Task instructions:
Would you please copy every line below that includes the string "find"?
# # # # # # #
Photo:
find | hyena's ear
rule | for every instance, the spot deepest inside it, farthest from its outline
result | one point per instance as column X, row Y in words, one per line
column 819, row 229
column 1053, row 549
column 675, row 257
# # # # # # #
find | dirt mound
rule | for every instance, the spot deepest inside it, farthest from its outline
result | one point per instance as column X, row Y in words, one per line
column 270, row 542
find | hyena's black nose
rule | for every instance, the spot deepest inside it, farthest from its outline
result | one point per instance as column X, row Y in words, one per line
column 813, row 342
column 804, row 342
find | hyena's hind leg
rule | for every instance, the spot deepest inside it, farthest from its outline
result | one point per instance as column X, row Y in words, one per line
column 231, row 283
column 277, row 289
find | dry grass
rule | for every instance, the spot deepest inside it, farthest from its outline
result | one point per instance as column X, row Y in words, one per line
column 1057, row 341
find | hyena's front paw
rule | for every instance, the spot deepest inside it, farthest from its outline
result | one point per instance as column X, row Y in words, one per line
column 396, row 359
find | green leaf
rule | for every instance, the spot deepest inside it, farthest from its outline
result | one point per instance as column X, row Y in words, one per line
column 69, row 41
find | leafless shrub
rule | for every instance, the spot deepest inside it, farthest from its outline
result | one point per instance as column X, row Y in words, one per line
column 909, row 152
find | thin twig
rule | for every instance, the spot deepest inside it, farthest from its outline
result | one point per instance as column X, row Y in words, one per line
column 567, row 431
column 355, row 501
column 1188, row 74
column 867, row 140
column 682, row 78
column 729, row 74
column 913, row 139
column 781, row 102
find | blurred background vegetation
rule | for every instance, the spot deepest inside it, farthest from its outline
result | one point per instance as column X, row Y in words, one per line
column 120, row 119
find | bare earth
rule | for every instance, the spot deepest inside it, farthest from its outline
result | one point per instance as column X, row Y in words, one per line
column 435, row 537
# # # # # # #
Task response:
find | hyena's ear
find | dirt mound
find | hyena's black nose
find | hyena's hind leg
find | dry grass
find | hyena's front paw
find | green leaf
find | leafless shrub
find | thin twig
find | blurred background vegetation
find | bare earth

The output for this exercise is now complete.